| INSTRUCTION |
Below are entries to be transcribed exactly; exclude the pictures from the copy.

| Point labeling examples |
****************

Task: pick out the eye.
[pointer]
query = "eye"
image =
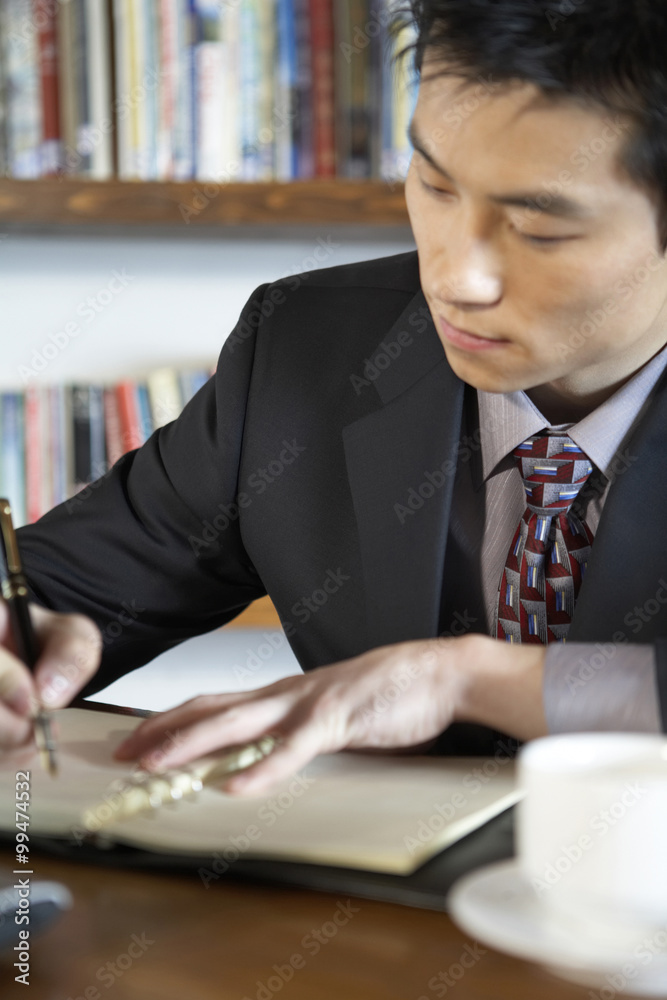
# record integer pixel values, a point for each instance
(544, 239)
(433, 190)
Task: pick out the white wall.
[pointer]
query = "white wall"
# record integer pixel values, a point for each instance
(181, 297)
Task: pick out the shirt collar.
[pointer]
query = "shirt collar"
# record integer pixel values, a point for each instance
(507, 419)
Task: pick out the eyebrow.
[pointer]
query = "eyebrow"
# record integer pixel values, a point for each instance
(557, 205)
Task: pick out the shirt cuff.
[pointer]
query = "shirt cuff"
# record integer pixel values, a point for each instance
(601, 686)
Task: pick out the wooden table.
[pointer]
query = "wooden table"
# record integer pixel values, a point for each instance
(136, 935)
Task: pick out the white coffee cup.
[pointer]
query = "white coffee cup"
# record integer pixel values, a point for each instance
(592, 831)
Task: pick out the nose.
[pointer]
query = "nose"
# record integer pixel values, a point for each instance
(468, 273)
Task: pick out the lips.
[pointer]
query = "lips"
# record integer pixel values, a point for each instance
(468, 341)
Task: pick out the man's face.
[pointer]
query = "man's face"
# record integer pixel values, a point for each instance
(531, 236)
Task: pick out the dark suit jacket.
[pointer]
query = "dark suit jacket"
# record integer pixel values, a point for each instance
(332, 398)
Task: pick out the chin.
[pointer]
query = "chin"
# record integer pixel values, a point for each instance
(481, 376)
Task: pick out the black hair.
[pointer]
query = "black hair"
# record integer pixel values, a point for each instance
(608, 53)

****************

| EXPECTED OUTPUT |
Task: pick out the eye.
[pointer]
query = "eye"
image =
# record integer pixel values, a point for each instance
(544, 239)
(433, 190)
Task: pick out the white wall.
[pointer]
query = "white wall"
# record integer pixel values, a point for each instance
(181, 297)
Task: pick out the shirt collar.
[pointer]
query = "shirt collar"
# record integer pixel values, a point for each instance
(507, 419)
Task: pick out the eyebrow.
[pointer]
query = "eyebrow"
# record integer pixel values, a point for each instance
(557, 205)
Task: pick out the shirt cuff.
[pointer]
query = "shirt cuff"
# record integer pixel values, a point for each instance
(601, 686)
Task: pick out the wooden table.
[pointer]
query = "wooden table"
# record integer pixel values, a point for each instance
(136, 935)
Task: pick out the white coffee cup.
[pointer]
query = "white coffee cup"
# record integer pixel values, a point for each instance
(592, 831)
Task: pick out the nose.
[pointer]
query = "nose"
# record integer pixel values, a point for each instance
(468, 273)
Task: pick out the lips.
[pointer]
query = "lips"
# record integer pixel values, a point for each instance
(468, 341)
Task: pick out the man's face.
[pointer]
query = "man's face"
# record integer pixel values, a point for each instance
(531, 236)
Task: pick out the dark suit jacket.
[pointer]
query = "dark suit jacket"
# record integer pixel values, a point for each instance
(332, 398)
Task: pick out the chin.
[pointer]
query = "chin"
# record integer pixel values, a point for each instance
(481, 376)
Task: pick out the black hair.
[pointer]
query = "black hair"
# record integer pixel values, a point for each instance
(608, 53)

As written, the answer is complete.